WHAT YOU ARE ASKED TO DO - Copy out all lines from the entries below in which "hillside" occurs.

Source data -

════════

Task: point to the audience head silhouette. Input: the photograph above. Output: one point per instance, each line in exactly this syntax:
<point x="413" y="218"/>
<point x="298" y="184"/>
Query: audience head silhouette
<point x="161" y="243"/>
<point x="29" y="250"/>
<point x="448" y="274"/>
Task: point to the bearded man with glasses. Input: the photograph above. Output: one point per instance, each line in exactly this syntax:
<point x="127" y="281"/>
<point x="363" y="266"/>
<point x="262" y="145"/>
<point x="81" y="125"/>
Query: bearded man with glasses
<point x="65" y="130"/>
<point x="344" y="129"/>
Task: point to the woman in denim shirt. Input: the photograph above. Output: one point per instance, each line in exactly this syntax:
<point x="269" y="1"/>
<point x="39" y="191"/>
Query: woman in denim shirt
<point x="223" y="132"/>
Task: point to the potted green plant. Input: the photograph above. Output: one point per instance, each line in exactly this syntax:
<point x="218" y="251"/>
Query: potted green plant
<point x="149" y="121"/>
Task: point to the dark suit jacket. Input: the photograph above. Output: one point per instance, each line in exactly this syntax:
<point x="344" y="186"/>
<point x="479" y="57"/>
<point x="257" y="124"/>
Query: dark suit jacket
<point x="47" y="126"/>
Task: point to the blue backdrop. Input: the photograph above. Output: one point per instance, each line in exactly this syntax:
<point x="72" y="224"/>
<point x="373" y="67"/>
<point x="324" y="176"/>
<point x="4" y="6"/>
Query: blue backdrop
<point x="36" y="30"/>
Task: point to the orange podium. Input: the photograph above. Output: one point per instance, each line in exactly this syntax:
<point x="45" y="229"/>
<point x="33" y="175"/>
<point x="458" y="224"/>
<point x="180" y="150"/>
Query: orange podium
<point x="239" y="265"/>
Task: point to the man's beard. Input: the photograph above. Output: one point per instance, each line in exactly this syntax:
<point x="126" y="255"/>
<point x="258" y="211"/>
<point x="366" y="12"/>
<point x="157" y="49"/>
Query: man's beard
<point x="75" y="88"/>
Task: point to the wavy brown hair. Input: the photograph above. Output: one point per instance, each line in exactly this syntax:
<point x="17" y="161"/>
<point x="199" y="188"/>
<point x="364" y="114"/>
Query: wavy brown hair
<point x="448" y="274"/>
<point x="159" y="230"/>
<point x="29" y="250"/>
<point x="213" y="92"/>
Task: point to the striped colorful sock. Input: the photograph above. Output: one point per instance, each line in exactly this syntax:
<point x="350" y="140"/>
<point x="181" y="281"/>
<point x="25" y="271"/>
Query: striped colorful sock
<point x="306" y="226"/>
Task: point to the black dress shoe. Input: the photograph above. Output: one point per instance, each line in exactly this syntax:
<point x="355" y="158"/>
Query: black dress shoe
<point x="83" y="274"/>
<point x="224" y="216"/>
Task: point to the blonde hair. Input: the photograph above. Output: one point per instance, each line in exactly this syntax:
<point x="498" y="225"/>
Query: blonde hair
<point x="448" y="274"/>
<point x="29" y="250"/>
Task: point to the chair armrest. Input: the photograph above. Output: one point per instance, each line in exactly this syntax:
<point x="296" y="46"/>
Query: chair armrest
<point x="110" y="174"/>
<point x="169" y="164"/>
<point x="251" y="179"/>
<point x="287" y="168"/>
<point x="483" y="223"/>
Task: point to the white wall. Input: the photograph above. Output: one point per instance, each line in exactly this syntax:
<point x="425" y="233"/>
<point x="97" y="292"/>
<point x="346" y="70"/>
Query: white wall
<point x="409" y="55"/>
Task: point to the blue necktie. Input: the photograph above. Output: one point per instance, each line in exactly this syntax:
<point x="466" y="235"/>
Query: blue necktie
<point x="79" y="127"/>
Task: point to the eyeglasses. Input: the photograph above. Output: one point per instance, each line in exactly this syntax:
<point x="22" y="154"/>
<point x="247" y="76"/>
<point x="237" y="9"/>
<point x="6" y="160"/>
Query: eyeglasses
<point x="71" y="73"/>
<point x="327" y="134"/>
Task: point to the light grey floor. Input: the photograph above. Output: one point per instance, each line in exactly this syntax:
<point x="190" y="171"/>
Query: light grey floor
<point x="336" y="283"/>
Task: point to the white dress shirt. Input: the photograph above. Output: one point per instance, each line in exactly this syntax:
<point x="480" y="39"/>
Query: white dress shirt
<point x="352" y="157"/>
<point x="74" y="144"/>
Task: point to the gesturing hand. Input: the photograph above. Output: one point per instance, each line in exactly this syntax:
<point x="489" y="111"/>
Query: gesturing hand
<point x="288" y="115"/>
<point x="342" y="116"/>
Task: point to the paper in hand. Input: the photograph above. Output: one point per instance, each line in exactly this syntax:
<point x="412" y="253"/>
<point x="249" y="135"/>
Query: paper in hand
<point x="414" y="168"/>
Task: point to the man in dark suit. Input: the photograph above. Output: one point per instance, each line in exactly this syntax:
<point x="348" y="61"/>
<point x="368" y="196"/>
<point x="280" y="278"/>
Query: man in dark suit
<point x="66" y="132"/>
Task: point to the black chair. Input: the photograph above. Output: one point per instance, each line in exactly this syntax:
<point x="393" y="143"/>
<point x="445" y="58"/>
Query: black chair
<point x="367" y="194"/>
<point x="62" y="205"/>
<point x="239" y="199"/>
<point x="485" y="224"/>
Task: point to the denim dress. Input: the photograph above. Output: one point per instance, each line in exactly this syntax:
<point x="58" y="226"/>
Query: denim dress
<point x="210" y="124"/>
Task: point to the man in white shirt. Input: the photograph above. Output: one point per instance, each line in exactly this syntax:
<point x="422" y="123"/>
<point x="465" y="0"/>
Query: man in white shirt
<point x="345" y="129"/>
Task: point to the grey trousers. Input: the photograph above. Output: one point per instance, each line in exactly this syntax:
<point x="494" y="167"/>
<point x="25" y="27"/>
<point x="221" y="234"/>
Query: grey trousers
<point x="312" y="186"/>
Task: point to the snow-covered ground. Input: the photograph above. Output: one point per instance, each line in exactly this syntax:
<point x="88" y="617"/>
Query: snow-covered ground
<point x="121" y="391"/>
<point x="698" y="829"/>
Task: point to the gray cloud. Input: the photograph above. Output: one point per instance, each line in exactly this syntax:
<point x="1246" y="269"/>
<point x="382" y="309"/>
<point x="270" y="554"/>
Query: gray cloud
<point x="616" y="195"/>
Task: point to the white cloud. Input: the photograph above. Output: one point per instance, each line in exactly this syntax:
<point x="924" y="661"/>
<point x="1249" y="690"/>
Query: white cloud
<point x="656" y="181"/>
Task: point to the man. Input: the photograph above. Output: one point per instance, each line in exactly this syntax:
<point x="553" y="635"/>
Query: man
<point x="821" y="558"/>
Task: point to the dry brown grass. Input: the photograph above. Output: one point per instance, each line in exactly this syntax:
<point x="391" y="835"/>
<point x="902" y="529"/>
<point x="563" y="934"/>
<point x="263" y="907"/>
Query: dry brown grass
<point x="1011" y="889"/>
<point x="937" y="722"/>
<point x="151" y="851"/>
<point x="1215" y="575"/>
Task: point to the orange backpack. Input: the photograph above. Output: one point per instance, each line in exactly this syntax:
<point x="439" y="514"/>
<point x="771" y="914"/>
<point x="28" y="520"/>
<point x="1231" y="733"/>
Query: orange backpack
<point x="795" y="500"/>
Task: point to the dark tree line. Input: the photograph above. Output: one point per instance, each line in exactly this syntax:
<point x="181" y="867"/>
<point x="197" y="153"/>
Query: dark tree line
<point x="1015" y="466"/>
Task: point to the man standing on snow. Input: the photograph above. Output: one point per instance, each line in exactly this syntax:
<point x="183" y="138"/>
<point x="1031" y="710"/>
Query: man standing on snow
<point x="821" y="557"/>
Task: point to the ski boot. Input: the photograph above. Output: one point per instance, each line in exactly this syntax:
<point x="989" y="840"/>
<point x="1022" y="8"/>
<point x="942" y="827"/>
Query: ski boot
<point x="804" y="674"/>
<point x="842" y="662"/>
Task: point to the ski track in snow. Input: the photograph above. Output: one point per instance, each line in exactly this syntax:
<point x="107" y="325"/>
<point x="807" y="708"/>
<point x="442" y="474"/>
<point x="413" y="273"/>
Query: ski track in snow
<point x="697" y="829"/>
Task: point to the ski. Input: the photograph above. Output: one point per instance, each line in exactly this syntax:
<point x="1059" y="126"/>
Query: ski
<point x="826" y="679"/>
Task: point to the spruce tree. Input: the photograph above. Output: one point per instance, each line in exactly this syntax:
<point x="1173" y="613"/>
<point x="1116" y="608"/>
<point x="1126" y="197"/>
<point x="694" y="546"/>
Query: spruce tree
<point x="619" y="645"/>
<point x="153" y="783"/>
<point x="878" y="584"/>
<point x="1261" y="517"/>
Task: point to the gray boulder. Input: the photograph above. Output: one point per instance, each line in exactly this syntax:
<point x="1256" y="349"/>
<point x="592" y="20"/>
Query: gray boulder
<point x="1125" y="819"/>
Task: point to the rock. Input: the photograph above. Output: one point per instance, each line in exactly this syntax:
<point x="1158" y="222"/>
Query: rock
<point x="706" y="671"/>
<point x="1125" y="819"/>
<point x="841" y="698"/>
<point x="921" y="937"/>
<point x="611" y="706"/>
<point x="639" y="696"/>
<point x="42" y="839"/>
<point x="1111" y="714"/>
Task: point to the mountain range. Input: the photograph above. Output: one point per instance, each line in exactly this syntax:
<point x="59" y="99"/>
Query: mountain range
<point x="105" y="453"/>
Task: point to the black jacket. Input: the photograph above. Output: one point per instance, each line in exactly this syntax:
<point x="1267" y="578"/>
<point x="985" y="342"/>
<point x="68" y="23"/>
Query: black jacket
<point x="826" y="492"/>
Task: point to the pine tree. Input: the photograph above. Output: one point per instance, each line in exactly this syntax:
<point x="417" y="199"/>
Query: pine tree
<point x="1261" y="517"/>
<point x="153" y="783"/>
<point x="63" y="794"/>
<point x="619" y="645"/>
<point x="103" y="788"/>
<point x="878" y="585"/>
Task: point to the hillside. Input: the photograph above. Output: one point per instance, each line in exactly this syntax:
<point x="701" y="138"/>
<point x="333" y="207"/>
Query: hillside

════════

SOLUTION FOR THIS EXERCISE -
Task: point to the hillside. Input: the photograph above. Output: one point per instance, each line in exactly this syntax:
Query: hillside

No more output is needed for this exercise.